• **EXTRACTED DATA**:
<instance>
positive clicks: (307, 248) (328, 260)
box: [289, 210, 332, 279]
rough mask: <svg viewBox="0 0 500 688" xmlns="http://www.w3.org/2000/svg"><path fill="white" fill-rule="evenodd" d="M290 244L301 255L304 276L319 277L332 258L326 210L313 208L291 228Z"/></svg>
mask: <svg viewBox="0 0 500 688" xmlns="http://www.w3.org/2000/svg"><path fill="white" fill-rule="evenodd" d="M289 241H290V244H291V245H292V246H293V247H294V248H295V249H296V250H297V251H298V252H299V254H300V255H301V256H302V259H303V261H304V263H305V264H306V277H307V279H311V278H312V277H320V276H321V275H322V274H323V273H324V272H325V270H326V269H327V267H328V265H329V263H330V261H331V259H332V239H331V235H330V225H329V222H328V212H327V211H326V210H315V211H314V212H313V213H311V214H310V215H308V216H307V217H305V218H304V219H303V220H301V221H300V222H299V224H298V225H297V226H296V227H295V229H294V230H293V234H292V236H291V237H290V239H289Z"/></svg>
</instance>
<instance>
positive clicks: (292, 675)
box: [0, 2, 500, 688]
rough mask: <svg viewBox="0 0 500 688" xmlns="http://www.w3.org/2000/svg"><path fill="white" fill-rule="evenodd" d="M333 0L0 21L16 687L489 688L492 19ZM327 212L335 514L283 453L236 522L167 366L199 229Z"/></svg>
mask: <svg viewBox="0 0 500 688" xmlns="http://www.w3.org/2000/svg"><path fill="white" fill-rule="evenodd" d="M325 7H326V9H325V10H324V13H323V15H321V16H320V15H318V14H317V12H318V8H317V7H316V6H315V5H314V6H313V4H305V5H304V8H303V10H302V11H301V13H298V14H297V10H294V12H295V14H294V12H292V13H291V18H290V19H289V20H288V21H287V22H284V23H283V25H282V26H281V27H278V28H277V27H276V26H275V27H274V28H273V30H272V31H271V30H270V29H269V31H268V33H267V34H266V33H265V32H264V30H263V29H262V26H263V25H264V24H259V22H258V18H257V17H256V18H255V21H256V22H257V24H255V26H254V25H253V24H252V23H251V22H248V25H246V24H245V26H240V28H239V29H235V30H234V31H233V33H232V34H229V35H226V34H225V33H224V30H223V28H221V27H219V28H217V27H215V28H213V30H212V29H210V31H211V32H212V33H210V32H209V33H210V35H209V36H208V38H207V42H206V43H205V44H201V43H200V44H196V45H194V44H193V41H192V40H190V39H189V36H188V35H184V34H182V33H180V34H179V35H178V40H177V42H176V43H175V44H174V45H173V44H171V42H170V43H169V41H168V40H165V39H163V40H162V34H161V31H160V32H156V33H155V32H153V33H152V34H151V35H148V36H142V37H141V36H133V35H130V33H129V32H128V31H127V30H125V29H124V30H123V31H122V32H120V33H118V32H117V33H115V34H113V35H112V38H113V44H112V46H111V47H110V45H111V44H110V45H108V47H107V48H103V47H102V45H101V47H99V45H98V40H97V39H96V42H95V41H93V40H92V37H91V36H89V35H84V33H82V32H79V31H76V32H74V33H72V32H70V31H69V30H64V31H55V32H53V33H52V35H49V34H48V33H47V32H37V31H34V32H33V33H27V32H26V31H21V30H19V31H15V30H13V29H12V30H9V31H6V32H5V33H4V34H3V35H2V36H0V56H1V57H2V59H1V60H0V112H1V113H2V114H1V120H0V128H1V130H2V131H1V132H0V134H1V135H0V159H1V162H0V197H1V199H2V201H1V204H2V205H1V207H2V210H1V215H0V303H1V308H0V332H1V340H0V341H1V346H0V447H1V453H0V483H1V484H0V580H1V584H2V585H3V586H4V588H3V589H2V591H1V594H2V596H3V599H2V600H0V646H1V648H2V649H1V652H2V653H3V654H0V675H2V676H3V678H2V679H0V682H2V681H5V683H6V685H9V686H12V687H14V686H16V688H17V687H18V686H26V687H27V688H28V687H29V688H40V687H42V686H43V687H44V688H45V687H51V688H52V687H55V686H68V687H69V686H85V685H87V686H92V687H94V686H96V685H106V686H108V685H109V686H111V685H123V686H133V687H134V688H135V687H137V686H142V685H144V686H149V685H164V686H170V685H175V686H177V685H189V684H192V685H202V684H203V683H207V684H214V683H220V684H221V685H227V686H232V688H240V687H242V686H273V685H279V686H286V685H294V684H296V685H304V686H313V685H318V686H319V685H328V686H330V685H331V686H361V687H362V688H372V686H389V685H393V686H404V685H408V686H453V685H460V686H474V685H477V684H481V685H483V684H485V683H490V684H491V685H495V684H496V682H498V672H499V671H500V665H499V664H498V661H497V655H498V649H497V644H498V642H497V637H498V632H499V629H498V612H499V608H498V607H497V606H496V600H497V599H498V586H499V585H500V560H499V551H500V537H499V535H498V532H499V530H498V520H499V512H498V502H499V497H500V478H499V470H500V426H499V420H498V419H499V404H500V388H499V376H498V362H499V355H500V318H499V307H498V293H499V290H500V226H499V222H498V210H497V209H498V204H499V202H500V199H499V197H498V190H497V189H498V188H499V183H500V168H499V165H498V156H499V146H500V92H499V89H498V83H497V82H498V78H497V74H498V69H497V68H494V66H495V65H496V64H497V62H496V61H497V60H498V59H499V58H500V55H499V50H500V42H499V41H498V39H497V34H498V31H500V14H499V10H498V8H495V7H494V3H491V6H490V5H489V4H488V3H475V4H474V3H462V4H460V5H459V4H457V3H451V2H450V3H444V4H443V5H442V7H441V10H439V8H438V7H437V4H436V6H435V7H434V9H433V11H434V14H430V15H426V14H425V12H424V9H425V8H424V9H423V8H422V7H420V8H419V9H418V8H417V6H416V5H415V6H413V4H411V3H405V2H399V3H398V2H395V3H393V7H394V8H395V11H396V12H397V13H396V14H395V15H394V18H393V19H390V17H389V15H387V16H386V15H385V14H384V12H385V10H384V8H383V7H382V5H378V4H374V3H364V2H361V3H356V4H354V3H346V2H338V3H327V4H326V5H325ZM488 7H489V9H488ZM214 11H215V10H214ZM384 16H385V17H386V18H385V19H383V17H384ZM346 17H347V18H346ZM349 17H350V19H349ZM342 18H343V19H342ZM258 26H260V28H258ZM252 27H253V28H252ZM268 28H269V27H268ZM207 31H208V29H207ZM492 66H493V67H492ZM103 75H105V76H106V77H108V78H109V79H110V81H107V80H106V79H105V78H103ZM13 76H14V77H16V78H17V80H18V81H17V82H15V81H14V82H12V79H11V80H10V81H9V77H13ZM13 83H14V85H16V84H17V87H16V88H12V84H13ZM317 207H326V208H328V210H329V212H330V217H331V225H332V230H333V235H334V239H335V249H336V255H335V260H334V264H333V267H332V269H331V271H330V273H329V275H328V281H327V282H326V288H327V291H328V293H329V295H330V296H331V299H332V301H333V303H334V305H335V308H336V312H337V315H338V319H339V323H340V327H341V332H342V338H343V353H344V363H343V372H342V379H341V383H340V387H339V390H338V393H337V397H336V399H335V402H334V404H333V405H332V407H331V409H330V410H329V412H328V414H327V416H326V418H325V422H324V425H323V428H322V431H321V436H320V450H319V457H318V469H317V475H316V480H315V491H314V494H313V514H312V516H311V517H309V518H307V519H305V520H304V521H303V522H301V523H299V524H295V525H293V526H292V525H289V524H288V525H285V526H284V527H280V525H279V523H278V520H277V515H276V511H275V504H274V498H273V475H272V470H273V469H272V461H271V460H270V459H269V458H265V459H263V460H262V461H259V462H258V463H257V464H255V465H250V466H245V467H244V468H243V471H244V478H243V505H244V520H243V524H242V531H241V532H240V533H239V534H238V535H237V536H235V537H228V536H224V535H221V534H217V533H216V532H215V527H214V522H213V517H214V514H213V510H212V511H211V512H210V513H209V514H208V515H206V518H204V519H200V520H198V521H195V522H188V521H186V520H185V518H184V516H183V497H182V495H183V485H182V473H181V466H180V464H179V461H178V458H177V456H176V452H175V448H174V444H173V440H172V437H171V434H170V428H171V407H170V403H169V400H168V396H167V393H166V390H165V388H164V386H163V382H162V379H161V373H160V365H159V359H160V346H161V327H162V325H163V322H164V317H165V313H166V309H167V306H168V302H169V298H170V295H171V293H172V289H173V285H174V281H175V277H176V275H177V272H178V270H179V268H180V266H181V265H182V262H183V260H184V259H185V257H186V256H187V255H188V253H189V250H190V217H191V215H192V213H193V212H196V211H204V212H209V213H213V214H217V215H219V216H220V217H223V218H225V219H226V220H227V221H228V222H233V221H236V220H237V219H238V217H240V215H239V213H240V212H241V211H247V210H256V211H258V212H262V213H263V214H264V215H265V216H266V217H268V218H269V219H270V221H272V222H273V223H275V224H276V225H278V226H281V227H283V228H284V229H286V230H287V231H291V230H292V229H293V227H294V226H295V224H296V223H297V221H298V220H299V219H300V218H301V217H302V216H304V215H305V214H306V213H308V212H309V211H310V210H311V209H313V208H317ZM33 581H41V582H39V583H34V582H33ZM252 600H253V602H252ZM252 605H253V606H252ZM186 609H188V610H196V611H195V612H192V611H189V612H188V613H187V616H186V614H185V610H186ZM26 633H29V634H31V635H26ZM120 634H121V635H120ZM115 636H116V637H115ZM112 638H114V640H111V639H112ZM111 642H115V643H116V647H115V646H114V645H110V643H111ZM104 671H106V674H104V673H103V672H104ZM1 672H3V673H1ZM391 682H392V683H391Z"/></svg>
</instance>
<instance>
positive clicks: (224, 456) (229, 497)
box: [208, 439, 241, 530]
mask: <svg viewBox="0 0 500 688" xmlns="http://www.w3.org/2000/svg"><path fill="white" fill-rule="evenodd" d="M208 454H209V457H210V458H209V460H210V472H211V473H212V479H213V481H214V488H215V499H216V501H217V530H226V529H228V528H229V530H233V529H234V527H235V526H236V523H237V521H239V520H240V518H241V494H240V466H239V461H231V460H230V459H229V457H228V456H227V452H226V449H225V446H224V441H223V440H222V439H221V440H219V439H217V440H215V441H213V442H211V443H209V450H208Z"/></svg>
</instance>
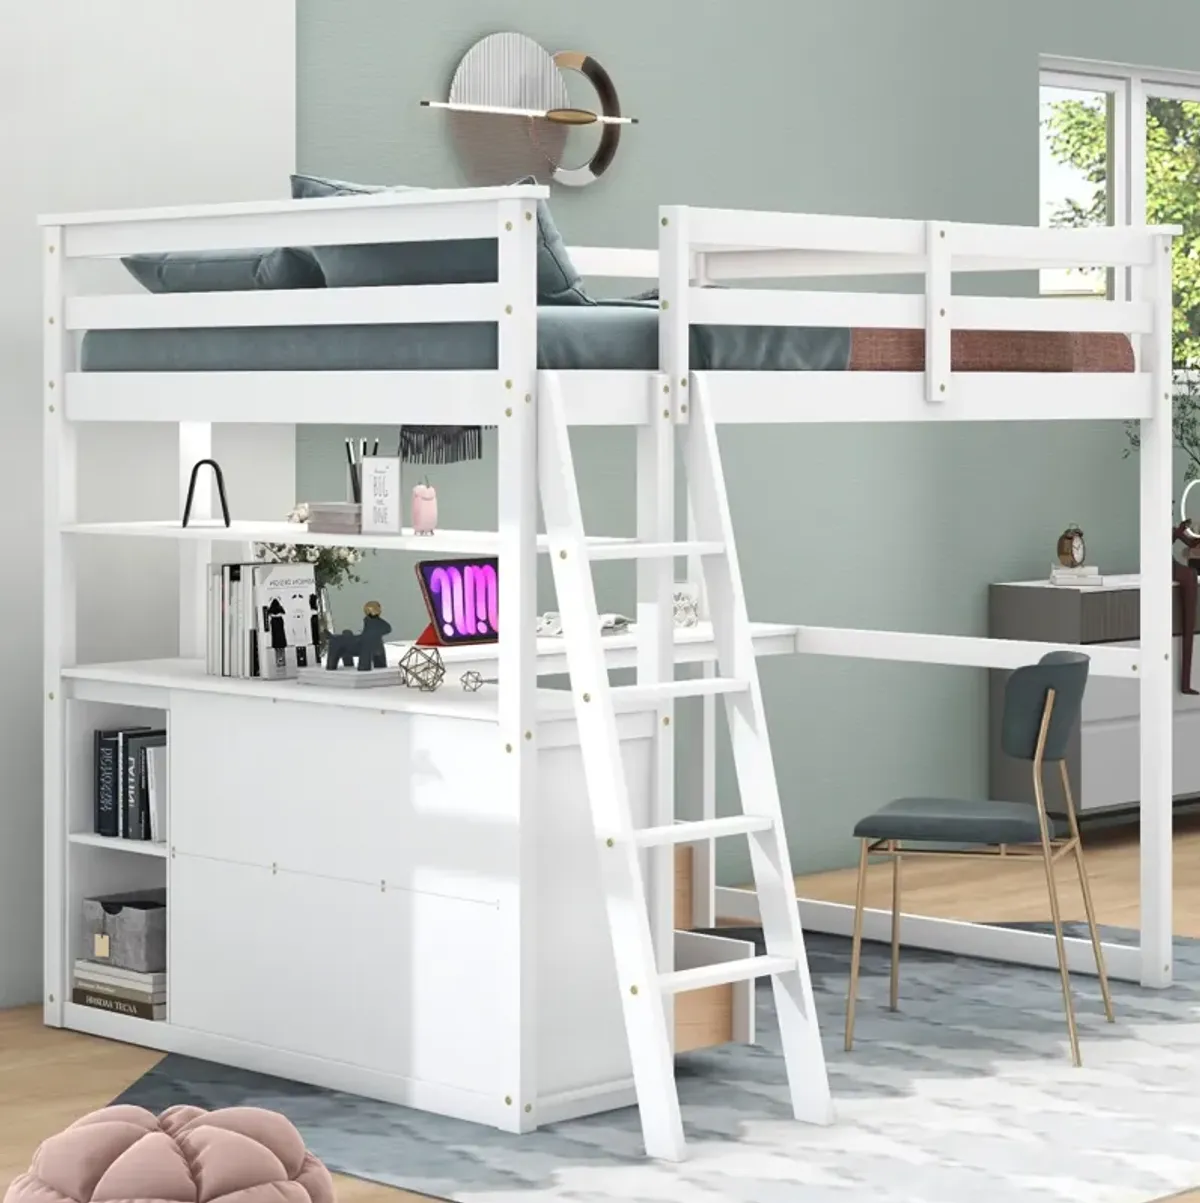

• **WORK ITEM**:
Transcribe exactly, and only, the lines from the line with "box: [208, 439, 241, 530]" through the last line of the records, inclusive; the pictures do not belong in the copy.

• **RESULT**:
box: [208, 439, 241, 530]
mask: <svg viewBox="0 0 500 688" xmlns="http://www.w3.org/2000/svg"><path fill="white" fill-rule="evenodd" d="M208 454H209V457H210V458H209V460H210V472H211V473H212V479H213V481H214V488H215V499H216V501H217V530H226V529H228V528H229V530H233V529H234V527H235V526H236V523H237V521H239V520H240V518H241V494H240V466H239V461H231V460H230V459H229V457H228V456H227V452H226V449H225V446H224V441H223V440H222V439H221V440H219V439H217V440H215V441H213V442H211V443H209V450H208Z"/></svg>
</instance>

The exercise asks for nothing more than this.